課題の目的 – 「Provide the polygon of every instance of the building」を含む行から「Segment each instance of the building window.」を含む行までの各行を、空行を除いて1行につき1つの文字列とするJSONリストに書き直すこと。両端の行も含め、この範囲の行だけを対象とする。

提供情報 –
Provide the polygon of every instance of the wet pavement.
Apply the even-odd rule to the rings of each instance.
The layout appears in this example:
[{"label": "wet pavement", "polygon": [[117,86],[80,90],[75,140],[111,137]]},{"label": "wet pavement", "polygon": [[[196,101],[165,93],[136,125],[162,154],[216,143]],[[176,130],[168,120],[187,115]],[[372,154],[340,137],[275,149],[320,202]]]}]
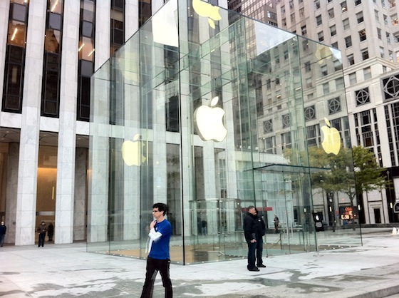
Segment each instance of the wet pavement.
[{"label": "wet pavement", "polygon": [[[383,297],[399,293],[399,235],[366,230],[363,245],[319,253],[182,266],[172,264],[175,297]],[[86,252],[86,243],[0,248],[0,297],[139,297],[145,261]],[[154,297],[163,297],[157,276]]]}]

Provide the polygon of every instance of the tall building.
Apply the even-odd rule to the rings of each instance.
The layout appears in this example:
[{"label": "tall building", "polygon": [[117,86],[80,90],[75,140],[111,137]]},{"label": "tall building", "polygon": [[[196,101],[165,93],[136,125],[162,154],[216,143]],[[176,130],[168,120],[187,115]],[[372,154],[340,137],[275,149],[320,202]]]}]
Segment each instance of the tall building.
[{"label": "tall building", "polygon": [[[245,3],[249,6],[253,2],[241,1],[240,11],[257,19],[259,14],[243,9]],[[393,185],[387,191],[361,195],[358,202],[361,219],[367,224],[398,222],[393,209],[399,200],[399,11],[396,1],[276,0],[271,6],[279,28],[341,51],[348,118],[345,123],[339,123],[341,121],[337,119],[333,125],[337,128],[348,125],[352,145],[372,150],[380,165],[387,168],[387,178]],[[333,85],[343,83],[331,80],[330,71],[323,63],[308,63],[306,68],[304,79],[311,84],[316,76],[322,86],[304,95],[309,107],[320,96],[328,101],[328,97],[333,96]],[[331,103],[332,110],[339,105],[334,101]],[[320,143],[319,128],[318,125],[308,126],[309,145]]]},{"label": "tall building", "polygon": [[[90,76],[163,0],[0,3],[0,218],[6,243],[86,239]],[[36,236],[37,237],[37,236]]]},{"label": "tall building", "polygon": [[[269,24],[227,0],[1,1],[6,242],[34,244],[44,220],[56,243],[142,257],[162,202],[185,264],[245,255],[251,205],[268,228],[279,214],[271,254],[358,244],[340,217],[348,197],[312,199],[313,175],[331,169],[307,157],[341,148],[323,150],[322,123],[350,147],[341,53],[276,28],[279,6],[259,3],[241,7]],[[209,109],[219,125],[200,115]],[[318,238],[314,218],[343,232]]]}]

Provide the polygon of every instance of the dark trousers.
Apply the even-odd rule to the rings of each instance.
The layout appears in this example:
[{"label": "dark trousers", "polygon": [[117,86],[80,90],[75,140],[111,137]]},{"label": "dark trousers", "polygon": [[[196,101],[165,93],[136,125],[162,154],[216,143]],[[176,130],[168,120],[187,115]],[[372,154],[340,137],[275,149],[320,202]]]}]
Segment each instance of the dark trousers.
[{"label": "dark trousers", "polygon": [[261,260],[262,252],[263,238],[261,237],[259,239],[256,240],[256,266],[261,265],[263,264],[263,260]]},{"label": "dark trousers", "polygon": [[158,271],[161,274],[162,285],[165,287],[165,298],[172,298],[173,292],[172,290],[172,282],[169,276],[169,267],[170,260],[157,260],[149,257],[147,260],[147,272],[145,273],[145,282],[142,287],[141,298],[151,298],[154,289],[154,282]]},{"label": "dark trousers", "polygon": [[44,238],[46,237],[46,233],[40,233],[38,235],[38,247],[44,245]]},{"label": "dark trousers", "polygon": [[254,268],[255,266],[255,250],[256,250],[256,242],[251,243],[247,242],[248,245],[248,269]]}]

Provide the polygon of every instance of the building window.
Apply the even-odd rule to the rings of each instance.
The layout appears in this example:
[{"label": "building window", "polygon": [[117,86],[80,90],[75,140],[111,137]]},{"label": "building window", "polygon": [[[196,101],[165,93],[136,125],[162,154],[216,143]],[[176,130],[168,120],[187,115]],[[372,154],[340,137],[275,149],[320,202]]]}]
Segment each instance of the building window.
[{"label": "building window", "polygon": [[314,106],[311,106],[305,108],[305,120],[316,119],[316,109]]},{"label": "building window", "polygon": [[326,65],[323,65],[321,67],[321,76],[327,76],[327,66]]},{"label": "building window", "polygon": [[334,19],[334,17],[335,17],[334,9],[328,9],[328,18],[331,19]]},{"label": "building window", "polygon": [[342,90],[345,88],[343,83],[343,78],[338,78],[336,79],[336,90]]},{"label": "building window", "polygon": [[358,19],[358,24],[361,24],[364,21],[364,19],[363,17],[363,11],[356,14],[356,19]]},{"label": "building window", "polygon": [[63,2],[53,4],[47,2],[41,113],[42,116],[56,118],[60,105]]},{"label": "building window", "polygon": [[355,97],[356,98],[356,105],[362,106],[365,103],[370,103],[370,94],[368,93],[368,88],[358,90],[355,91]]},{"label": "building window", "polygon": [[367,48],[362,50],[361,53],[363,60],[368,59],[368,50]]},{"label": "building window", "polygon": [[383,86],[385,101],[399,98],[399,76],[392,76],[384,78]]},{"label": "building window", "polygon": [[381,58],[385,57],[385,49],[382,46],[380,46],[380,56],[381,56]]},{"label": "building window", "polygon": [[366,67],[366,68],[363,68],[363,73],[365,80],[371,78],[371,68]]},{"label": "building window", "polygon": [[361,42],[364,41],[367,39],[367,37],[366,36],[366,30],[362,30],[359,31],[359,39]]},{"label": "building window", "polygon": [[353,58],[353,54],[349,54],[348,55],[348,64],[349,65],[353,65],[355,64],[355,58]]},{"label": "building window", "polygon": [[358,83],[356,79],[356,73],[349,73],[349,85],[354,85]]},{"label": "building window", "polygon": [[342,63],[339,60],[334,60],[334,70],[336,71],[341,71],[342,69]]},{"label": "building window", "polygon": [[318,37],[318,41],[323,41],[324,40],[324,32],[318,32],[317,36]]},{"label": "building window", "polygon": [[341,2],[341,10],[342,12],[345,12],[348,10],[348,6],[346,5],[346,1]]},{"label": "building window", "polygon": [[330,33],[331,34],[331,36],[336,35],[336,25],[333,25],[330,27]]},{"label": "building window", "polygon": [[330,115],[341,111],[341,99],[339,97],[328,100],[328,113]]},{"label": "building window", "polygon": [[393,16],[391,16],[390,19],[393,26],[398,25],[399,24],[399,21],[398,20],[398,15],[396,14],[395,14]]},{"label": "building window", "polygon": [[311,63],[309,61],[305,62],[305,71],[309,73],[311,71]]},{"label": "building window", "polygon": [[343,20],[342,26],[343,27],[343,30],[348,30],[349,28],[351,28],[349,25],[349,19],[345,19],[344,20]]},{"label": "building window", "polygon": [[345,38],[345,44],[346,46],[346,48],[352,46],[352,38],[351,36]]},{"label": "building window", "polygon": [[289,114],[283,115],[283,128],[289,127],[290,120]]},{"label": "building window", "polygon": [[374,18],[375,19],[375,21],[380,21],[380,16],[378,10],[374,10]]},{"label": "building window", "polygon": [[302,26],[301,29],[301,31],[302,31],[302,35],[304,36],[305,36],[306,35],[306,25]]},{"label": "building window", "polygon": [[94,72],[94,32],[95,3],[83,0],[81,4],[81,30],[78,69],[76,120],[90,120],[90,78]]},{"label": "building window", "polygon": [[10,3],[1,104],[4,112],[22,112],[28,9],[28,3]]},{"label": "building window", "polygon": [[264,133],[273,131],[273,120],[271,119],[263,122],[263,131]]},{"label": "building window", "polygon": [[320,26],[323,24],[323,20],[321,19],[321,15],[318,15],[316,17],[316,24],[317,26]]},{"label": "building window", "polygon": [[328,83],[324,83],[323,84],[323,94],[326,95],[330,93],[330,85]]}]

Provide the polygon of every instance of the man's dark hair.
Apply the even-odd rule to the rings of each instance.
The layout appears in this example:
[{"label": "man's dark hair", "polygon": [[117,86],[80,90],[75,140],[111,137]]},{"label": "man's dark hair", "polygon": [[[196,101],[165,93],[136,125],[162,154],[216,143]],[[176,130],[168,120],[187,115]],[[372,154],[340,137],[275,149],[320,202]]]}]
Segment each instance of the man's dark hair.
[{"label": "man's dark hair", "polygon": [[163,211],[164,216],[167,214],[167,206],[163,202],[156,202],[152,205],[152,208],[158,208],[158,211]]},{"label": "man's dark hair", "polygon": [[249,211],[252,208],[255,208],[255,206],[252,206],[252,205],[248,206],[248,211]]}]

回答全文 –
[
  "Provide the polygon of every instance of the building window.",
  "Apply the even-odd rule to the rings of each instance.",
  "The layout appears in this example:",
  "[{\"label\": \"building window\", \"polygon\": [[117,86],[80,90],[75,140],[111,137]]},{\"label\": \"building window\", \"polygon\": [[[196,101],[165,93],[136,125],[162,154],[216,143]],[[176,130],[168,120],[187,115]],[[372,154],[340,137],[275,149],[320,202]]]}]",
  "Segment each instance of the building window."
]